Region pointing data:
···
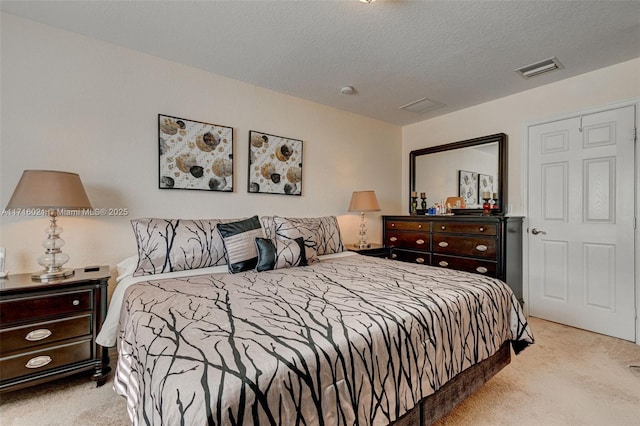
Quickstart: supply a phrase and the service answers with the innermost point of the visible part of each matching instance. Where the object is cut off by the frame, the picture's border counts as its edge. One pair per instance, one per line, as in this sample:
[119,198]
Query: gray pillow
[281,254]
[289,230]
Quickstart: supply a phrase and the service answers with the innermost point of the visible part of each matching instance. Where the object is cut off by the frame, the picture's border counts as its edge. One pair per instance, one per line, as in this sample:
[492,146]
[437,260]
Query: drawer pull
[39,361]
[39,334]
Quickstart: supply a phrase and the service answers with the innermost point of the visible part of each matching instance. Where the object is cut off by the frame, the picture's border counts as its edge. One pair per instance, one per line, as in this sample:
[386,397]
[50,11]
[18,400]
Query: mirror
[467,169]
···
Each line of the data above is to be output exactly; the pictures are not to appear.

EXERCISE SOLUTION:
Quickstart: supply a phrase and the service answers with the innermost point of the visible part of each matching instance. Where the object is cut off by the frame, the picture's border counts as its edge. One pair per instance, one per line, as in this sample:
[119,198]
Query: gray pillow
[281,254]
[289,230]
Quickstart: supply a phrase and the service answers with the innermost point of the visible part of each matching instance. Where the object is cut off by the frame, the picture's border counts as its edge. One pair per instance, one per line, as in this sample:
[492,146]
[437,260]
Query: drawer pull
[39,361]
[39,334]
Quickstart: supply a phrase and the service answers with the innermost point of the visible part of each matching instance. Where the object is cut off by the frame, the picture's border counts as its edge. One pair per instance, one per line, as in this sample:
[386,397]
[50,11]
[18,400]
Query: mirror
[467,169]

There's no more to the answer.